Instructions to follow
Extract each line from the entries below that has the string "front" in it.

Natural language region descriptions
----

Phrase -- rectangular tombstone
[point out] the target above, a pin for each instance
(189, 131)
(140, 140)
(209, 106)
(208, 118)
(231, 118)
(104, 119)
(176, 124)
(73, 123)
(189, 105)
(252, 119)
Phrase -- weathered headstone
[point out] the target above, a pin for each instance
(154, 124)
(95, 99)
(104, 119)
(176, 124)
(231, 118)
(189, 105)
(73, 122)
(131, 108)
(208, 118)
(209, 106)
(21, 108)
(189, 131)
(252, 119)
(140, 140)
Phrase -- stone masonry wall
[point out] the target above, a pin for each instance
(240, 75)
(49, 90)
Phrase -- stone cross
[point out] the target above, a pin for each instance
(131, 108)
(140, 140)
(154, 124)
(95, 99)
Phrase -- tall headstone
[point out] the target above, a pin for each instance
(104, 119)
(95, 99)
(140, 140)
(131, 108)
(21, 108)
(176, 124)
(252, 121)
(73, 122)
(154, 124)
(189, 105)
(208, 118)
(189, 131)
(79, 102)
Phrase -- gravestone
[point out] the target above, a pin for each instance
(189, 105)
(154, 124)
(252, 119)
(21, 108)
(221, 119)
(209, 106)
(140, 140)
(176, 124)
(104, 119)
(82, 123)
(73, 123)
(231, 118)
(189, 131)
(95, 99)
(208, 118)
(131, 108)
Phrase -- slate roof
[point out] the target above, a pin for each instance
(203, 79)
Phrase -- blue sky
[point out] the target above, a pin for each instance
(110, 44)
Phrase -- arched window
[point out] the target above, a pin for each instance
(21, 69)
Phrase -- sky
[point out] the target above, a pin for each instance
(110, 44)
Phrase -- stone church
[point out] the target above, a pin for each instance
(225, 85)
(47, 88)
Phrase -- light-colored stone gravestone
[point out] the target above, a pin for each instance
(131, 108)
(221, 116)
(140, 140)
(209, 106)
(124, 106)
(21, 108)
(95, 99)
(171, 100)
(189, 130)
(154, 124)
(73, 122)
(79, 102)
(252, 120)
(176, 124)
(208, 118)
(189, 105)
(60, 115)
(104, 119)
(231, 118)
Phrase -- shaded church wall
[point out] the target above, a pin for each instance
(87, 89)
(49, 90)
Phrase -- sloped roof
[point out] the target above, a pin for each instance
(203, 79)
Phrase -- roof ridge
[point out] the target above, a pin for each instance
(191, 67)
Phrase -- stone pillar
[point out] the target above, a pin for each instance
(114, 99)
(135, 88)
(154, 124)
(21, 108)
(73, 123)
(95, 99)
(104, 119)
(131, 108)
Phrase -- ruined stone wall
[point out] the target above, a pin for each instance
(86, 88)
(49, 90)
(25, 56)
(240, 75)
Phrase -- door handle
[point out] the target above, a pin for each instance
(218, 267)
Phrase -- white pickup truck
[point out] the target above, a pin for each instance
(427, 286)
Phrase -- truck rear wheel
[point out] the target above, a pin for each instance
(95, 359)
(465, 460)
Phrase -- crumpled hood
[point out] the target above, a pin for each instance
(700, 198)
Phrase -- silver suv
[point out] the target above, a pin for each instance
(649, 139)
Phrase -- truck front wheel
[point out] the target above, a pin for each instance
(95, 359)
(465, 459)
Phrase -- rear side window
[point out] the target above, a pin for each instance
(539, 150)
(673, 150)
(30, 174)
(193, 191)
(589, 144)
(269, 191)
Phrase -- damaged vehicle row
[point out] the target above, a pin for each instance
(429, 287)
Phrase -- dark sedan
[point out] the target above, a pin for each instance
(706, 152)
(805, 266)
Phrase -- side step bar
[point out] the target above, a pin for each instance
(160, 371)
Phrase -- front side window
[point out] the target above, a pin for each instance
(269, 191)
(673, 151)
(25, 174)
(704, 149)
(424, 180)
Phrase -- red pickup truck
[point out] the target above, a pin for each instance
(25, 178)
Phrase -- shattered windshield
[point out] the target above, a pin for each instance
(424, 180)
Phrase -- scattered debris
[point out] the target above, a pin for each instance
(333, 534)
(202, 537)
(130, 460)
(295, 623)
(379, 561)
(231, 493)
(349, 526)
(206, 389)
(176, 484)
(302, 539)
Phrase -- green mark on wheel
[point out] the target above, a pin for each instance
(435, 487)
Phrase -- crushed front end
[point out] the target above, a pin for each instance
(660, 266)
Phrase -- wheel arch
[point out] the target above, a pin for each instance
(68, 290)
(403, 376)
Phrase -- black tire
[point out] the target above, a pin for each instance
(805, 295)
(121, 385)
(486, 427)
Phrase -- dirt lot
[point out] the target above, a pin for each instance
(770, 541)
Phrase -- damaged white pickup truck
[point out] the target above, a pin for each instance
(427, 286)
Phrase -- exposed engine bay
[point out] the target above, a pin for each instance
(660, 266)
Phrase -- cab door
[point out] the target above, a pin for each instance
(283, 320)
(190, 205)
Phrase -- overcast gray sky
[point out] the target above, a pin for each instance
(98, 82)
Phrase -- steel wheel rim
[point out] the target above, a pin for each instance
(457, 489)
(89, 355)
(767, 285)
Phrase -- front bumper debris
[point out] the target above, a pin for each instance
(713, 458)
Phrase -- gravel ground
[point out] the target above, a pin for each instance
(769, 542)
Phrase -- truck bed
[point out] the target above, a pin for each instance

----

Result of this exercise
Phrase -- truck front wheel
Phrase -- front side window
Phrase -- crushed front end
Phrase -- front bumper debris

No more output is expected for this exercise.